Return verbatim the portion of the entries below that starts at their first line and ends with the line containing "(0, 53), (572, 610)", including both ends.

(A run of entries)
-- -- --

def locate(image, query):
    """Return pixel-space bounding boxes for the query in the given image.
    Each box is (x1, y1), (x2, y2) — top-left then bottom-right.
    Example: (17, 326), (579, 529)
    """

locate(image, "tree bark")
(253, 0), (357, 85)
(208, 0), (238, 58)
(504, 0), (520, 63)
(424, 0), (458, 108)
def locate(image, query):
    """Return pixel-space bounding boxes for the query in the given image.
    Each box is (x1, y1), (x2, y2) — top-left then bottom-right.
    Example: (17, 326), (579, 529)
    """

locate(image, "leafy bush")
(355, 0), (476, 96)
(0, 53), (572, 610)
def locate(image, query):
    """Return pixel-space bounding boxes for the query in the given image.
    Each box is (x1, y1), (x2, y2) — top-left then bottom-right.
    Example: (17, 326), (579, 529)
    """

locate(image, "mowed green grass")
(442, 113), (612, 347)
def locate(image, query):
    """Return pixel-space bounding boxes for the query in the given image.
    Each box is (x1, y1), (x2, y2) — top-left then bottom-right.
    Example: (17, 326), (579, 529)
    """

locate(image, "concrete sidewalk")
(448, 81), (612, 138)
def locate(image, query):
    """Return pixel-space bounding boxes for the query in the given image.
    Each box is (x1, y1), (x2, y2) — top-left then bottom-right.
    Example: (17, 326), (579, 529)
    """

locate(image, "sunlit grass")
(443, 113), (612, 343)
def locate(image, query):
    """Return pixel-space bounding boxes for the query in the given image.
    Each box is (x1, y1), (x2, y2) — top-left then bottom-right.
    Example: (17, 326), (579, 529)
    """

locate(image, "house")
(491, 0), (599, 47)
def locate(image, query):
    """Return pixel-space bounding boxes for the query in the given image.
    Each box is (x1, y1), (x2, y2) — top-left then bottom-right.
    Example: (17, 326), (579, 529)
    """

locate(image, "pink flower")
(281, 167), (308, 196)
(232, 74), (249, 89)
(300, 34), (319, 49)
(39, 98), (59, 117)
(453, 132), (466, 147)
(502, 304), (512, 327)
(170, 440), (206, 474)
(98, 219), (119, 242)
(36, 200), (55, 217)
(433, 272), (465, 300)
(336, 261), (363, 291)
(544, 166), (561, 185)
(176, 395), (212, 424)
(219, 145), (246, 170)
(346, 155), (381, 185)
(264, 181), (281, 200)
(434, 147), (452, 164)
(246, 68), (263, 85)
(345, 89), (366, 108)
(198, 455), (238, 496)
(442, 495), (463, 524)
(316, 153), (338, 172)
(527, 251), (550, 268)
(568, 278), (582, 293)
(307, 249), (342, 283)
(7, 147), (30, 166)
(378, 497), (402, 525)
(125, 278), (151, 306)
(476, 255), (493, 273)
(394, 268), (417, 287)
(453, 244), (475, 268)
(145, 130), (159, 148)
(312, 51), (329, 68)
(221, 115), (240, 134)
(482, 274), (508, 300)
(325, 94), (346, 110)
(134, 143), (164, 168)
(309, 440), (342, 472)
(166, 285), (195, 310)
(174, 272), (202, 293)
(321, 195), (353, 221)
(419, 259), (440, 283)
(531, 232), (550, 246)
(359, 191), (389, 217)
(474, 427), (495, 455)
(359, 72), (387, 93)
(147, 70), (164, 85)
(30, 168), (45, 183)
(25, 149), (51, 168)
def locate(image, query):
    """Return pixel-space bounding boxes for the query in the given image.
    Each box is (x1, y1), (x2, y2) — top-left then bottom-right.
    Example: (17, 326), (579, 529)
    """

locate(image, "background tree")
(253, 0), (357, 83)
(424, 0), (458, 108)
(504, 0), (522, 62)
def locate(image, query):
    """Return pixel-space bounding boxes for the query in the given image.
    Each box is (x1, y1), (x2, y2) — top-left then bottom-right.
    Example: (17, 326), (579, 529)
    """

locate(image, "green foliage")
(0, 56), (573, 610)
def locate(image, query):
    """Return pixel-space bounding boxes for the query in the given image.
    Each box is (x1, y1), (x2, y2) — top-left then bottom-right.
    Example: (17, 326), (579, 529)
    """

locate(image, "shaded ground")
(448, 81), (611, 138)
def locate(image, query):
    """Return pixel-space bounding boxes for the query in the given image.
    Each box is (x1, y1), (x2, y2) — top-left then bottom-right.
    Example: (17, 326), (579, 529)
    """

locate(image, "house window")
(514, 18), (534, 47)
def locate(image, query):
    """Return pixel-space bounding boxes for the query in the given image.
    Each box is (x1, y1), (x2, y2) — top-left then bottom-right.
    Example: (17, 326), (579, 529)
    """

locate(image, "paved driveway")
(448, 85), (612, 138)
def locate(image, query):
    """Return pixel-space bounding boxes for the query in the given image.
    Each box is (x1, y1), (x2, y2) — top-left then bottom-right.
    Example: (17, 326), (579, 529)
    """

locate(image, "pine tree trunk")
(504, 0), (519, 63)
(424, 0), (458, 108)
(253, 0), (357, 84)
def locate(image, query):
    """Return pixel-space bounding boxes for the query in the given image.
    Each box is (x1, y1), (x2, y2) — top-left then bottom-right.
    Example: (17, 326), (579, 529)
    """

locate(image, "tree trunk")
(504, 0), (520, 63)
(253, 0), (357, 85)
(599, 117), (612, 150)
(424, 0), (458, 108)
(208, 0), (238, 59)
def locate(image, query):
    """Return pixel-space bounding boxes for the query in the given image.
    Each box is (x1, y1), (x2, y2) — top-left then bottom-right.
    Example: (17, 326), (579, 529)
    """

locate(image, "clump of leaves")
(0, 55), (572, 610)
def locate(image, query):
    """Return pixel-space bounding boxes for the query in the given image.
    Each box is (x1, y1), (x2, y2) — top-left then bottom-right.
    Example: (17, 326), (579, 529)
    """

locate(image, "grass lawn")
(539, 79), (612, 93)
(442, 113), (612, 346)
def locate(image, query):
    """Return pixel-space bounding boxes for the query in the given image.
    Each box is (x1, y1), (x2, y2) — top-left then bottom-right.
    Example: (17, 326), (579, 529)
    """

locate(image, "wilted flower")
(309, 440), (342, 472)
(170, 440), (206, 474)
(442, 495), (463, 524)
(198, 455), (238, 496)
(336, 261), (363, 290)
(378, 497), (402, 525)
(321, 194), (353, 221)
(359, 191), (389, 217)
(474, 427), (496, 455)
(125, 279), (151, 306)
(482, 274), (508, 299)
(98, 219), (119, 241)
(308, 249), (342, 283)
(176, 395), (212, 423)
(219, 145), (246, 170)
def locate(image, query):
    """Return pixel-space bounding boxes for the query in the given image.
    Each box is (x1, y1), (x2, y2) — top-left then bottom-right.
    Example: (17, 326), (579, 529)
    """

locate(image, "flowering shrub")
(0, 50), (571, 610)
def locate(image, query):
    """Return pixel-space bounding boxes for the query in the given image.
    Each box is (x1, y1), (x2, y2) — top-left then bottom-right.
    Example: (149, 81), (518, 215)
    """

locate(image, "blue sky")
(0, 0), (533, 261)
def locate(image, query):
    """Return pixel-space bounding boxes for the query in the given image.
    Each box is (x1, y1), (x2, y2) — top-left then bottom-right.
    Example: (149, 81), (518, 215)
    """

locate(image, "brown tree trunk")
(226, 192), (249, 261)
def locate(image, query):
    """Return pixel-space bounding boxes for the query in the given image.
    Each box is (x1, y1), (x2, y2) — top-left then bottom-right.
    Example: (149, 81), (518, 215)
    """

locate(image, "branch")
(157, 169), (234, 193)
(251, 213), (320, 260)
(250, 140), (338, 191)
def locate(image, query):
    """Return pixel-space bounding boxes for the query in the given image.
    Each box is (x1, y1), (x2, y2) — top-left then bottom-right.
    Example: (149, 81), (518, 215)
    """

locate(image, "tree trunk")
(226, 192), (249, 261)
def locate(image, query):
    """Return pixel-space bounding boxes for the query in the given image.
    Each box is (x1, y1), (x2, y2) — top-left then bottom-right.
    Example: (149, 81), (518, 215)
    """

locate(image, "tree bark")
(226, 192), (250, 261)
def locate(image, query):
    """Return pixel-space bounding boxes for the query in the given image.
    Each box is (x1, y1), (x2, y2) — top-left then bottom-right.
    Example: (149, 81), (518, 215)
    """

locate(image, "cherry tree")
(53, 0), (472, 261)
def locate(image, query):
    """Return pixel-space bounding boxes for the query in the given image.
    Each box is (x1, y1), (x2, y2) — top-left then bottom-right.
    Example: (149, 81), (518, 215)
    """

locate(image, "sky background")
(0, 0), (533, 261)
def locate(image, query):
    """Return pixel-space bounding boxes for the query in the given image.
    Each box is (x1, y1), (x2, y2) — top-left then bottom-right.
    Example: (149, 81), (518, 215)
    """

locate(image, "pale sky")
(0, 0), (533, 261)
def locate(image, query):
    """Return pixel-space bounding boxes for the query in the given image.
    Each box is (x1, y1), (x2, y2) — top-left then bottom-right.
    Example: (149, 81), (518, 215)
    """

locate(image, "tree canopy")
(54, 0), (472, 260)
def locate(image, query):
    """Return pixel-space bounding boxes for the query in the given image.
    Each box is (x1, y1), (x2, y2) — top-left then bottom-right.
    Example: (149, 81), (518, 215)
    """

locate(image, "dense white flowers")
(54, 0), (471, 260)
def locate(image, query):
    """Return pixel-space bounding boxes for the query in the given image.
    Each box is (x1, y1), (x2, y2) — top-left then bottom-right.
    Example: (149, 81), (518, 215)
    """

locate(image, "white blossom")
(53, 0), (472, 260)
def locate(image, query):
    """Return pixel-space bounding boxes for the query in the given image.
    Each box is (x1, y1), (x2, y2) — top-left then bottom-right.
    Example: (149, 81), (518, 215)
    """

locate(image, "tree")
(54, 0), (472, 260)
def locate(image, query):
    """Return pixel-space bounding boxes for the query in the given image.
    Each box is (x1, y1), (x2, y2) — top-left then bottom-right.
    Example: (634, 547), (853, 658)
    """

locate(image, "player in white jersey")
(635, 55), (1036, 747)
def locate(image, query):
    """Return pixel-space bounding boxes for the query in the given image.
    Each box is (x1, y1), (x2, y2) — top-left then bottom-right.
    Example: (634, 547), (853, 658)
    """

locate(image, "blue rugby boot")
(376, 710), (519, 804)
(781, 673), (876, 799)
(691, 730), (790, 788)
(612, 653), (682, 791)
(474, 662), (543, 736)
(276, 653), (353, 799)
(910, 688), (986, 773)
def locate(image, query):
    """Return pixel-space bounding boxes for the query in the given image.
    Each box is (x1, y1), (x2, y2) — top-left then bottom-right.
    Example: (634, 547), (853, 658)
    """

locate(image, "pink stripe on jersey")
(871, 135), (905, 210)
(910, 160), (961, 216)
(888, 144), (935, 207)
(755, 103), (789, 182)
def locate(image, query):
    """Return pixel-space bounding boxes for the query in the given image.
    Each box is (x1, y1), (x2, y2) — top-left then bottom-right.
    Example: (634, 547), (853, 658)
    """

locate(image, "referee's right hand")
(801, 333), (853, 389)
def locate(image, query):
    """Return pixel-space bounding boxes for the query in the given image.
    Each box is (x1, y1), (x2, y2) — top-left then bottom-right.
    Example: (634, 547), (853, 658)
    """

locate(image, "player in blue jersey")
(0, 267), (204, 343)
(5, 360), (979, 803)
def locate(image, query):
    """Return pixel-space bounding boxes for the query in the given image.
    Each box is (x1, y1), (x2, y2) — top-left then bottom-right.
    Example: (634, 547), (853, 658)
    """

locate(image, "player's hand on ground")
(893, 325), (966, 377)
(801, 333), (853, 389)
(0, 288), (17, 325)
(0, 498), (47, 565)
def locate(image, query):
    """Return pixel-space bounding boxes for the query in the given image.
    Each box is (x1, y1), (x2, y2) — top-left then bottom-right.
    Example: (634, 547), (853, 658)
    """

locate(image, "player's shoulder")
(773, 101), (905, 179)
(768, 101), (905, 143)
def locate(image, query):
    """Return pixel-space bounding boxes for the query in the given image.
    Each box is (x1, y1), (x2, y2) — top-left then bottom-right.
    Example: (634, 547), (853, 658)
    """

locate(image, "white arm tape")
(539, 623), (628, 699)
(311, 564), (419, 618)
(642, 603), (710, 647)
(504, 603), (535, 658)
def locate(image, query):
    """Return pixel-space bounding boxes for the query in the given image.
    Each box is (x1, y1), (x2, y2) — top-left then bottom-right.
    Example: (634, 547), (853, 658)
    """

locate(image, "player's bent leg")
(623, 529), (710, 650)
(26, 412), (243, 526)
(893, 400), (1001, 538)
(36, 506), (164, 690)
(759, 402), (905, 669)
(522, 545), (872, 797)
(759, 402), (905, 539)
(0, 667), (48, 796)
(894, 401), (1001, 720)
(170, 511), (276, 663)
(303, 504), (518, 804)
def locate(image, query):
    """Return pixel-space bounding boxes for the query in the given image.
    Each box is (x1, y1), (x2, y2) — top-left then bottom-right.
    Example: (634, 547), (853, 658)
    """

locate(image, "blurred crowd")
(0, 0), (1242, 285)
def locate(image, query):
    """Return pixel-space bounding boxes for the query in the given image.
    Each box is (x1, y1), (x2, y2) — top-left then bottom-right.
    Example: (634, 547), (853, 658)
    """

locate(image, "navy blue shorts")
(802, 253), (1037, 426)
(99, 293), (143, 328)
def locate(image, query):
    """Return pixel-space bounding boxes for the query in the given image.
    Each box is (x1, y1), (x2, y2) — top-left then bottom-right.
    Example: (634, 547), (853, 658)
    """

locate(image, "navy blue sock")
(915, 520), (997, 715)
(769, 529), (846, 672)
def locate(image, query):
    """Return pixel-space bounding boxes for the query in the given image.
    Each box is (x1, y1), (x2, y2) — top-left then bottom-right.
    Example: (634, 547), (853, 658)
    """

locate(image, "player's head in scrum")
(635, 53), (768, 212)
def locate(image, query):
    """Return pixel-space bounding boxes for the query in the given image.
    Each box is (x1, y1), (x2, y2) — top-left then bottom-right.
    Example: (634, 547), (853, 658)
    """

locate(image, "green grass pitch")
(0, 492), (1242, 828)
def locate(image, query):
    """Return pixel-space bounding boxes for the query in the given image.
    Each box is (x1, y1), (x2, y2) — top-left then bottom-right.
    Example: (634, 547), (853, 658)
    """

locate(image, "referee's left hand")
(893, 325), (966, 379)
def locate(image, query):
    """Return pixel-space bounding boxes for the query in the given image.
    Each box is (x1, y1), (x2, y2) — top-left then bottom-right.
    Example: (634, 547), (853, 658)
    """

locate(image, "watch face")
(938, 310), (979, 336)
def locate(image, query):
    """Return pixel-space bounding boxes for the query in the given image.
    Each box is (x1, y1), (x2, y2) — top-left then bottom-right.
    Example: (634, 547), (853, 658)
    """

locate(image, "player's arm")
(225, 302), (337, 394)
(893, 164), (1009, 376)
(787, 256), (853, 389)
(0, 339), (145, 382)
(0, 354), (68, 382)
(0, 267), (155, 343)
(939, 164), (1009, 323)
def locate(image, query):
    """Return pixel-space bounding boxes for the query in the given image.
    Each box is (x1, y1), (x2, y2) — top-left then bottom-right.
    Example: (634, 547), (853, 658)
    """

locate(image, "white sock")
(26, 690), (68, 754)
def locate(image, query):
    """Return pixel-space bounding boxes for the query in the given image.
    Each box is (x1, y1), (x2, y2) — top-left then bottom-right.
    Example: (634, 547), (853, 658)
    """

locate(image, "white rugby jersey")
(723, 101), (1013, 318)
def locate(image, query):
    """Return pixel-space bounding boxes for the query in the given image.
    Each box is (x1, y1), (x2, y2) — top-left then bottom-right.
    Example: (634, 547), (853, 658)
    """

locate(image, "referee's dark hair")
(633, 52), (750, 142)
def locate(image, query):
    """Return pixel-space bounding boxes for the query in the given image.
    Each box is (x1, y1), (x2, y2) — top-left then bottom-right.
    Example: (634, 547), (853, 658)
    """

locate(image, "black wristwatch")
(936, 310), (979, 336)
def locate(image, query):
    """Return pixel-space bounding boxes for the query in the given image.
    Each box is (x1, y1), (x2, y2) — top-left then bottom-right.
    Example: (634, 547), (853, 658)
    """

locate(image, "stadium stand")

-- -- --

SOLUTION TO THIS TASK:
def locate(image, query):
    """Return pixel-space bounding boxes for the query in the given image.
    Each box is (x1, y1), (x2, y2) — top-left then bottom-right.
    Example: (17, 326), (579, 529)
    """

locate(image, "tree bark")
(253, 0), (357, 85)
(208, 0), (238, 58)
(504, 0), (520, 63)
(424, 0), (458, 108)
def locate(image, query):
    """Return pixel-space bounding boxes for the query in the given image.
    Each box is (x1, y1), (x2, y2) — top-left then bottom-right.
    Example: (17, 326), (579, 529)
    """

locate(image, "leafy bush")
(355, 0), (476, 96)
(0, 53), (572, 610)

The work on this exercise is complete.